* [Consigna 1]: Transcribe el pasaje del texto sobre el encuentro en Florencia que va desde "No entendí por" hasta "en el tiempo.", ambos incluidos.
* [Consigna 2]: Según el texto sobre el encuentro en Florencia, ¿dónde se habían conocido antes quien narra y Emmanuel Carrère?
* [Consigna 3]: Prosigue el texto sobre el encuentro en Florencia a partir de la última oración que aparece.

* [Texto de lectura]:
-------------------------

LA PREGUNTA DE FLORENCIA. (texto de V-M)
El año pasado, estaba paseando por Florencia cuando oí que me llamaban desde la mesa de un café. Era Emmanuel Carrère, al que conocía de un encuentro en Paris en el Salón del Libro. Acompañándose de un gesto muy cordial, me invitó a sentarme con él. Caía la tarde. Vi que tomaba un refresco y opté por pedir lo mismo. Cruzamos unas breves palabras acerca del mal estado del tiempo y luego nos quedamos unos cuantos segundos callados. De repente, Carrère me preguntó:
– ¿Te da miedo el silencio?
No entendí por qué me planteaba, a la primera de cambio, aquella cuestión, y menos aún por qué me preguntaba aquello. Pero el momento fue bello, raro, imponente; me di cuenta de que acababa de suceder algo que no sabía definir, pero que tardaría en quedar atrás en el tiempo.

-------------------------

* [Material]:
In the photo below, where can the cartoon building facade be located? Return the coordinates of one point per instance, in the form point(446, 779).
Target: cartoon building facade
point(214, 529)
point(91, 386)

-------------------------

* [Resultado del ejercicio 1]:
No entendí por qué me planteaba, a la primera de cambio, aquella cuestión, y menos aún por qué me preguntaba aquello. Pero el momento fue bello, raro, imponente; me di cuenta de que acababa de suceder algo que no sabía definir, pero que tardaría en quedar atrás en el tiempo.

* [Resultado del ejercicio 2]: En un encuentro en París, en el Salón del Libro.

* [Resultado del ejercicio 3]:
¿Miedo al silencio? A veces, al volver a recordar las circunstancias de aquel extraño momento –yo perplejo ante aquella pregunta formulada por Carrère literalmente a bocajarro-, me acuerdo del director de teatro Peter Stein, que habló en cierta ocasión de una bola de plata que atraviesa el escenario. Tarda años en pasar, dijo, y se produce en unos segundos de un espectáculo, pero, el placer es tan intenso que justifica la espera de semanas, meses y años.
Placer es lo que sentí ante aquella situación, un placer no exento de incomodidad porque me sentía tocado por la punta de una espada y porque, además, el momento fue formidable, pero incomprensible. Sólo hace unos días, al leer que años atrás Carrère se había sentido “tocado por la Gracia” y durante una larga época había sido católico practicante, me dio por pensar que su pregunta de bola de plata de aquel día pudo estar relacionada con su pasado de creyente. Tal vez, me dije, quiso hablarme de la expresión española “ha pasado un ángel” … Pero no. Pronto vi que no era de ángeles y arcángeles de lo que había deseado hablarme y que por ahí seguro que no iban precisamente las cosas.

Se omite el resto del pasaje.